[Opening Data under study section]

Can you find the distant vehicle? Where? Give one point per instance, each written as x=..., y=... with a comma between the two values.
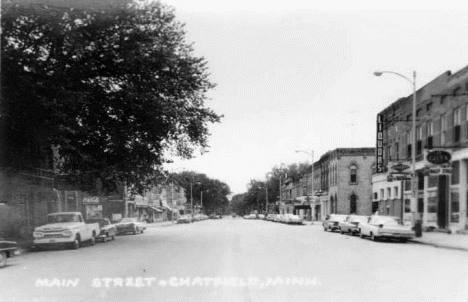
x=184, y=219
x=293, y=219
x=108, y=230
x=350, y=225
x=332, y=221
x=65, y=228
x=130, y=225
x=385, y=227
x=8, y=249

[Closing Data under study section]

▸ What you should do: Please write out the entire listing above exactly, but leave the pictures out.

▸ Exercise response:
Can you find the distant vehicle? Where? Give one point per instance, each written as x=..., y=... with a comma between the two values.
x=184, y=219
x=293, y=219
x=108, y=230
x=350, y=225
x=332, y=221
x=65, y=228
x=130, y=225
x=385, y=227
x=8, y=249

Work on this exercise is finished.